**Problem requirements**
Return every line of the records below verbatim, with no pictures in the copy.

(Source records)
__________
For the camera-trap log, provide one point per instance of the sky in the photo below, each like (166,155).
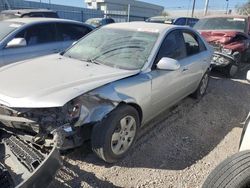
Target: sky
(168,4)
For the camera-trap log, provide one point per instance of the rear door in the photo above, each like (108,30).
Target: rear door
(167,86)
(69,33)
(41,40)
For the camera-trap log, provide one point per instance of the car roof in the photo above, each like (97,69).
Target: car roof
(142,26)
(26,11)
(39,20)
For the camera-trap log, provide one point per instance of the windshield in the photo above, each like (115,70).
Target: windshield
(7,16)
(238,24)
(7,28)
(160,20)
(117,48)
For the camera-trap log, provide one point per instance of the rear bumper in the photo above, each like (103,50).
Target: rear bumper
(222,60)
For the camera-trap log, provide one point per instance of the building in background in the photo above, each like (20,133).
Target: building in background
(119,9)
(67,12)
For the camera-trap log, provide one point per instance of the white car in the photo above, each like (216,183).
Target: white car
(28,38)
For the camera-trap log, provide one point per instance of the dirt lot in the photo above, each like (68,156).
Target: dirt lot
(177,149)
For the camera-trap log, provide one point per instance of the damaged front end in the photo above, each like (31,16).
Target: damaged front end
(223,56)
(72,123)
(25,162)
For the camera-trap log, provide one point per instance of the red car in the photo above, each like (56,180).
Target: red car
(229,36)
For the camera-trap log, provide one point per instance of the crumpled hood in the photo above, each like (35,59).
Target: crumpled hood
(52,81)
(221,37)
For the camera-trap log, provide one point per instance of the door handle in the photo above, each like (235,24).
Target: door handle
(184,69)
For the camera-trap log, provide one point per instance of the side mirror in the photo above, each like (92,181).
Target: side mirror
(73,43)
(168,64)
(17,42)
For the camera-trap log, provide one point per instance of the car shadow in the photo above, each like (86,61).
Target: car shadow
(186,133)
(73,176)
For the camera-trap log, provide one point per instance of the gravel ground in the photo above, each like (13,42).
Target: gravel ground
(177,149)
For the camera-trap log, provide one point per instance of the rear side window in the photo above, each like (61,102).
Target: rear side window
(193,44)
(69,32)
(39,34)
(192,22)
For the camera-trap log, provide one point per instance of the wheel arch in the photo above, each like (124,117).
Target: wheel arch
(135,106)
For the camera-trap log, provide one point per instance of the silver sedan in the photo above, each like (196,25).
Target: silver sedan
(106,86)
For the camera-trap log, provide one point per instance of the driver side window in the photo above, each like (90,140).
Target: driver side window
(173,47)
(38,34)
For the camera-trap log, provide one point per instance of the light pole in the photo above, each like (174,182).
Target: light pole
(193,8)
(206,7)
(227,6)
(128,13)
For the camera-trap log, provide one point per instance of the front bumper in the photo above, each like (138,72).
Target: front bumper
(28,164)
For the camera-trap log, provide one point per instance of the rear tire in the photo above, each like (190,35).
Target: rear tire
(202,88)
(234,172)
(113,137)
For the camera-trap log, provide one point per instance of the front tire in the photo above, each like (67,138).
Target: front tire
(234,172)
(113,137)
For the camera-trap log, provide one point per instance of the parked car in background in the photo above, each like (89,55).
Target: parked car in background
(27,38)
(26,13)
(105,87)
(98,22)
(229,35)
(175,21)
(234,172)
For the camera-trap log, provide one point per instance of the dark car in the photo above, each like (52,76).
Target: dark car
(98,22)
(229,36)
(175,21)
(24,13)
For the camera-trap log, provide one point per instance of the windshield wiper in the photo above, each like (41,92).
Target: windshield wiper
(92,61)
__________
**Worked answer**
For the camera-trap log, provide one point per instance of the sky in the photo below, each like (166,155).
Target: sky
(168,4)
For the camera-trap log, provide one point per instance of the rear door in the photo above, each like (108,30).
Target: rear door
(167,86)
(69,33)
(41,40)
For the camera-trap log, provide one point per instance of the car roof in the photo above, each like (97,69).
Target: car roof
(142,26)
(26,11)
(39,20)
For the camera-trap log, provide one point per instance of the windshield in the photo above, each like (115,70).
Target: windshield
(7,16)
(238,24)
(7,28)
(160,20)
(117,48)
For the camera-trap log, provide one point per instance of the rear bumper in the photo above, each like (103,50).
Target: rear bumper
(222,60)
For the camera-trap log, provide one point per instance of the building in background in the photo above, each like (20,133).
Target: building in background
(119,9)
(67,12)
For the camera-trap log, provide one point per instance of the white car in the photo above, each like (216,183).
Target: white car
(28,38)
For the camera-trap log, provide one point per instance of the dirt lot in the photo above, each like (68,156).
Target: dirt lot
(177,149)
For the camera-trap log, provide one point per instance of the damaged front end in the photo above, each like (31,16).
Target: damaged front end
(223,56)
(72,123)
(25,162)
For the camera-trap log, provide one point per instance of the red car in the photo above, each like (56,180).
Target: red car
(229,36)
For the camera-trap log, provide one point per instance of the crumpled hood in the photo above, each like (35,59).
Target: crumpled hood
(52,81)
(221,37)
For the camera-trap log, provide one point per instance of the door handle in the photo above, each like (235,24).
Target: door handle
(184,69)
For the camera-trap log, provide one point per instance of the side mirror in the photo above, each like (92,181).
Target: side mirror
(73,43)
(168,64)
(17,42)
For the camera-trap log, provide one point per instance of the car shadow in the photo above, each like (86,61).
Target: car shadow
(186,133)
(73,176)
For the camera-trap log, provide one point per instance of the gravel ground in the photo above, each like (13,42).
Target: gravel ground
(177,149)
For the camera-trap log, provide one point per instance of the rear side window in the photo above, each like (61,102).
Target: rear side window
(193,44)
(69,32)
(39,34)
(192,22)
For the camera-trap log, provide one point per instance of the wheel arch in the photo above, each like (124,117).
Target: wheel arch
(135,106)
For the camera-trap log, provide one point per instance of the silver sedan in the photo above, each like (196,25).
Target: silver sedan
(106,86)
For the camera-trap log, provide one point per instance of the driver side window in the photo above, each like (90,140).
Target: driver side window
(173,47)
(38,34)
For the camera-trap log, provide one point per instance of the light pole in the photo above, each like (174,182).
Target: light pole
(193,8)
(206,7)
(227,6)
(128,13)
For the camera-trap log, provide one point per instance of the front bumper in the photo above, each like (138,72).
Target: front bumper
(28,164)
For the camera-trap log, provide one point per instance of the rear tire in the photo above, each like (190,35).
Target: rear tire
(202,88)
(234,172)
(113,137)
For the camera-trap log, provide one point per instance of the front tire in the photo above, each like (67,138).
Target: front tire
(234,172)
(113,137)
For the camera-trap log, provide one point per instance of the parked car in background in the photo above, each like (89,55).
Target: parked car in background
(27,38)
(26,13)
(105,87)
(98,22)
(229,35)
(175,21)
(234,172)
For the camera-trap log, provide one point per instance of the dark car in the photo above, each like (52,76).
Target: dark car
(98,22)
(229,36)
(175,21)
(24,13)
For the camera-trap log, provide one point per instance of the windshield wiper in the photo above, each like (41,92).
Target: windshield wiper
(92,61)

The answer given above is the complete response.